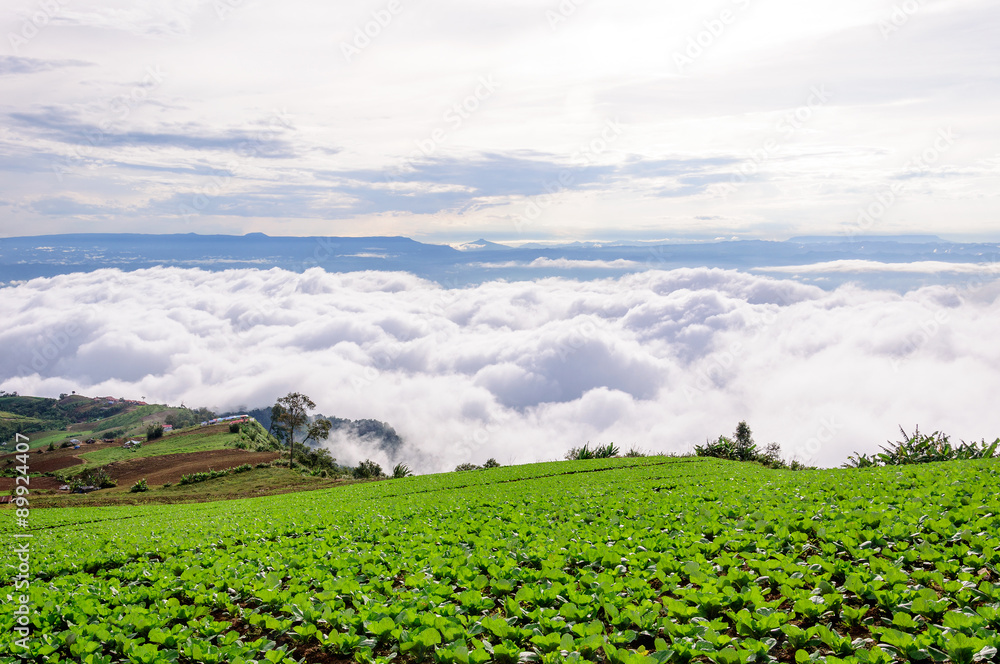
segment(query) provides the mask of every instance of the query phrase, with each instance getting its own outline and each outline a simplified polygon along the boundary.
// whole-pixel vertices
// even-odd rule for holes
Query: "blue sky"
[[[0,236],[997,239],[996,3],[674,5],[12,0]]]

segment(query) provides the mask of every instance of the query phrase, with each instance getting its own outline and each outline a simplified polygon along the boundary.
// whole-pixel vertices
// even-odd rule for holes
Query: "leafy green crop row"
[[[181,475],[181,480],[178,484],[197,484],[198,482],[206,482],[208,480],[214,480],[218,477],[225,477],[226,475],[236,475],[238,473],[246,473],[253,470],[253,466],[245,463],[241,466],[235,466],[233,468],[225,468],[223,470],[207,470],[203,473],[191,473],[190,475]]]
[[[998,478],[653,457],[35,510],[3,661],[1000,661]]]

◆ WORK REQUIRED
Where pictures appear, skip them and transcribe all other material word for word.

◆ SOLUTION TO THIS EXERCISE
segment(query) provides the mask of every instance of the query phrase, with each instance getting its own outline and each outline a simplified polygon along the boundary.
// whole-pixel vertices
// even-odd rule for holes
Query: "blue sky"
[[[0,236],[997,239],[996,3],[674,5],[12,0]]]

segment(query) provides the mask of every instance of the query phrase, with each instance getting its own outline and each outline a simplified polygon along the boundary.
// whole-pixel vertices
// even-odd rule for holes
Query: "leafy green crop row"
[[[181,475],[181,480],[178,484],[197,484],[198,482],[206,482],[208,480],[214,480],[218,477],[225,477],[226,475],[236,475],[238,473],[246,473],[253,470],[253,466],[245,463],[241,466],[235,466],[233,468],[225,468],[223,470],[207,470],[203,473],[191,473],[190,475]]]
[[[998,478],[653,457],[35,510],[3,661],[1000,661]]]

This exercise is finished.